_Excerpted text_:
━━━━

At the table were three members each of the Martin and Gendusa families. The former told stories they heard from the older generation. None had worked at Martin's, which closed in the mid-1970s. John Gendusa, however, is still in business--although their bread is hard to find except at their Gentilly bakery.

I was a regular customer of Martin's in its last years. I had a lot of questions. Few answers contradicted what I've always heard. The Martins said that the place closed in 1975; seems to me it was in 1973. The Gendusa's confirmed that they bake their bread with a water spray in the oven, to make the crisp, thin crust. But they surprised me by saying that they use a standard baker's yeast. "But we know that the yeast floating around in the air is part of it," the current bearer of the name John Gendusa told us. "It took us a few months after we moved to Gentilly until the bread tasted right."

Al Scramuzza.That was the third panel discussion I oversaw. Before that I spoke with Sandy Whann, who runs Leidenheimer's Bakery. He is a major force in putting on the Po-Boy Festival, as well he should be. Leidenheimer's is by far the biggest baker of poor boy bread in the world. I tried to pry some exact figures from Sandy, but he didn't give any. He did confirm that the number of poor boy shops has been increasing since the hurricane.

One of the "panels" consisted of a single guy. But he was plenty enough to jazz an audience. Al Scramuzza has been retired for quite some time, but he is remembered whenever boiled crawfish come to mind. And no sooner do you think of Al Scramuzza than your mind is invaded by his legendary television jingle:

Seafood City is a very pretty
Down on Broad and St. Bernard
Stay with Al Scramuzza and you'll never be a loser
Eighteen twenty-six North Broad!

He started to sing it, and everybody joined in. The refrain was repeated a few times. Al said that it was one of many songs he'd written. He claimed that this particular melody had been stolen by a few people over the years. Then he sang it again, and the whole place was rocking with it. Al was one of the first guests on my first talk show, back in 1979. First time I've seen him since then.

Vaucresson hot sausage poor boy.

Mary Ann came with me to the Festival, but hated the crowds. Mary Leigh picked her up and they went somewhere else. MA drove the Audi home, and I took her car. I was starving, and I stopped at the Thai Chili in Covington for a plate of spicy pad thai. I felt a little ashamed of myself for doing that instead of eating a poor boy. But the Po-Boy Festival needed none of my business. It couldn't handle what it had.

Fun, though. Everybody there was smiling. Even cranky old me.

━━━━

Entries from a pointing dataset
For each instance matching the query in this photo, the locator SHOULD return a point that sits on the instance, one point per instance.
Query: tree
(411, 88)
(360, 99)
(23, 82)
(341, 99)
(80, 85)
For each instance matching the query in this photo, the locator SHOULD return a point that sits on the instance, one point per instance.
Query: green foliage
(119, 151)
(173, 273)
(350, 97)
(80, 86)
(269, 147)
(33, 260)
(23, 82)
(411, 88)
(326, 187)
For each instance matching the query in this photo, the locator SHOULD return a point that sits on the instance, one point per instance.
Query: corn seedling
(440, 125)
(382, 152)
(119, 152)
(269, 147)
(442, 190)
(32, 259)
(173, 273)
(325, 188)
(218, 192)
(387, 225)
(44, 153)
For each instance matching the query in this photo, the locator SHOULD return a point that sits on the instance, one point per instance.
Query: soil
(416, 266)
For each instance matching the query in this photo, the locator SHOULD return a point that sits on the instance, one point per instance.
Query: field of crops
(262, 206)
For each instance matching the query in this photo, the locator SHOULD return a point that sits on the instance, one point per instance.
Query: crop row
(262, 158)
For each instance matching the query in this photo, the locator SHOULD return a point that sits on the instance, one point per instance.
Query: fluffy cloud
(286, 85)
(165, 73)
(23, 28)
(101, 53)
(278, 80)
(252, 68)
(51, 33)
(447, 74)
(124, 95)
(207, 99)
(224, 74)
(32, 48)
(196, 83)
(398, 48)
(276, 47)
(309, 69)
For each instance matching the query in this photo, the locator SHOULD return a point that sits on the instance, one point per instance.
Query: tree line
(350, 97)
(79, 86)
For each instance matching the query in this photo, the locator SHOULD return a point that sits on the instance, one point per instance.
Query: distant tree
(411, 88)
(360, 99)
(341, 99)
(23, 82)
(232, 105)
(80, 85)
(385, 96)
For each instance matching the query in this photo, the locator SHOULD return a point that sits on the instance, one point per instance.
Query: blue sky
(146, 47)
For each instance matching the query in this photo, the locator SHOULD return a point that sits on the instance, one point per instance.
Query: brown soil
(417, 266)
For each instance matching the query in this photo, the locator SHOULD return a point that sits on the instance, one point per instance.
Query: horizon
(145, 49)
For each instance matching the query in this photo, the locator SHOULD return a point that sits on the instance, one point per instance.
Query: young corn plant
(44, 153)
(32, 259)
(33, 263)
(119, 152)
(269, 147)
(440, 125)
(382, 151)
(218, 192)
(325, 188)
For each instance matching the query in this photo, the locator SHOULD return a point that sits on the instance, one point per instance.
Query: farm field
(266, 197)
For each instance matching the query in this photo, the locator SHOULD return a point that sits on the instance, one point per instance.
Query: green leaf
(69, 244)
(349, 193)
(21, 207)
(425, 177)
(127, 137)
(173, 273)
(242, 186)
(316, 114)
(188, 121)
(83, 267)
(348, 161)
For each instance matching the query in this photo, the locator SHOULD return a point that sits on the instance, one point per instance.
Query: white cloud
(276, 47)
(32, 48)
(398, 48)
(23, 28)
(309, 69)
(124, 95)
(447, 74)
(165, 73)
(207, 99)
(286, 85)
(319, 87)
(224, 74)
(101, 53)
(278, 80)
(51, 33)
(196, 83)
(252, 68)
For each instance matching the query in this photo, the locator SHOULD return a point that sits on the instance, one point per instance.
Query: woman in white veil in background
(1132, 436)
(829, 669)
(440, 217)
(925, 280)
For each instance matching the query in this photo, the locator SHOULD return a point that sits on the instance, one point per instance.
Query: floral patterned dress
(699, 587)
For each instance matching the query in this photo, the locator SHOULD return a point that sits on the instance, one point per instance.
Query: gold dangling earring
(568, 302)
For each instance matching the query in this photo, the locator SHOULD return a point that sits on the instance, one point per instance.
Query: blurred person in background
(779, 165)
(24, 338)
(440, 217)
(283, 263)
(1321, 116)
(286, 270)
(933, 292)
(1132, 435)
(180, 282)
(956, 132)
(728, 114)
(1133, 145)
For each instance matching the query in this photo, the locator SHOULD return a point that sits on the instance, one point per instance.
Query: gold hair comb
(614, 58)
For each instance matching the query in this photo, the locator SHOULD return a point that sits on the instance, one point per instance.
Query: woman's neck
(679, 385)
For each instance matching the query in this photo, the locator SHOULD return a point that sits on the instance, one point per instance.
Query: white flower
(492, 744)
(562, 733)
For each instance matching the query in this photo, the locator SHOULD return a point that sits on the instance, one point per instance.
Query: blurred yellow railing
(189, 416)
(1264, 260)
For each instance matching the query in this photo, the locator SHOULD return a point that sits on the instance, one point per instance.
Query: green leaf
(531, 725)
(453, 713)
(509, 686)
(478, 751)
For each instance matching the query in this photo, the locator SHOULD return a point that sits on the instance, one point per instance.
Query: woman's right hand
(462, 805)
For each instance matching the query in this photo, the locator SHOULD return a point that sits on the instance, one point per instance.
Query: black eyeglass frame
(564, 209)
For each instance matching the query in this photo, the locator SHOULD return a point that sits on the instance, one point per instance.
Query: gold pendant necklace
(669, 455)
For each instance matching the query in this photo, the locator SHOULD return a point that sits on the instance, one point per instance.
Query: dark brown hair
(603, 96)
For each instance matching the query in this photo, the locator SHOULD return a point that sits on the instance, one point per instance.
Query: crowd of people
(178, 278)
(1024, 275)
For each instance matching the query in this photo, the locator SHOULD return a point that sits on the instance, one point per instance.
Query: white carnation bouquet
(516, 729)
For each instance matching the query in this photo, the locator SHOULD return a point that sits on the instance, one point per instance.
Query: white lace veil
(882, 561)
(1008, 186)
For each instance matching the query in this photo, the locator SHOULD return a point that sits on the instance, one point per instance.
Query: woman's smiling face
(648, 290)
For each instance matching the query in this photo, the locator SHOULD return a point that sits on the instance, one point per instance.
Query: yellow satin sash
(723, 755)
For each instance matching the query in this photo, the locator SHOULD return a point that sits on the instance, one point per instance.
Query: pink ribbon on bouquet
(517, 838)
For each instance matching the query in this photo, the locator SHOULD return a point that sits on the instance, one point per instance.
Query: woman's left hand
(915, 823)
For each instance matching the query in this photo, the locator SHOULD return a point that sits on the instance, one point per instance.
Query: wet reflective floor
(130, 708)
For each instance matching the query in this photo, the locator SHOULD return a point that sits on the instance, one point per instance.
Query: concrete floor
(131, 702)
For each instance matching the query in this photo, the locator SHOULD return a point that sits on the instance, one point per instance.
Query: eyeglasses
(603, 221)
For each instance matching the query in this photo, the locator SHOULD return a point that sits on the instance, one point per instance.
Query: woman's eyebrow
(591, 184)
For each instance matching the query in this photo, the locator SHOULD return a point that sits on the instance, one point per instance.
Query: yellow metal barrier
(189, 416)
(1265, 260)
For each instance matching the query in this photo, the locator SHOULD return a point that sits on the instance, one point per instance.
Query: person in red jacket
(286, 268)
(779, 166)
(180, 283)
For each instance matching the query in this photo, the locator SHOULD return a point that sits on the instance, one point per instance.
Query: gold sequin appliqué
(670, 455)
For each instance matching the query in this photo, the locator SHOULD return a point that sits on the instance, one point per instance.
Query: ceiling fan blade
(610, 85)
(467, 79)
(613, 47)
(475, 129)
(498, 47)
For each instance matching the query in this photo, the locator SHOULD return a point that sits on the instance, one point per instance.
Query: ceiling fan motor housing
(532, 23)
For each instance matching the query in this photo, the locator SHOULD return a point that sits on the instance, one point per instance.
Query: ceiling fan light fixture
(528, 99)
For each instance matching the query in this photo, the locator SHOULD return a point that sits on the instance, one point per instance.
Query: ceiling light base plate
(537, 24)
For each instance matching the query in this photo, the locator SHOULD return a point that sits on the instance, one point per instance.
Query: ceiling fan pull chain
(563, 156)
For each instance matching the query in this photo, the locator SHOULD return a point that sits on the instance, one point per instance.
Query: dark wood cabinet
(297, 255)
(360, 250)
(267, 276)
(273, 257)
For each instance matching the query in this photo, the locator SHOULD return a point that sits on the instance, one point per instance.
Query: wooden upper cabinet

━━━━

_Requirement 1_: Translate this sentence from the Po-Boy Festival text into Spanish: "Leidenheimer's is by far the biggest baker of poor boy bread in the world."
_Requirement 2_: According to the Po-Boy Festival text, in what year was Al Scramuzza one of the first guests on the writer's first talk show?
The records are not needed for any of this work.

_Finished answer 1_: Leidenheimer's es, con diferencia, el mayor panadero de pan de poor boy del mundo.

_Finished answer 2_: 1979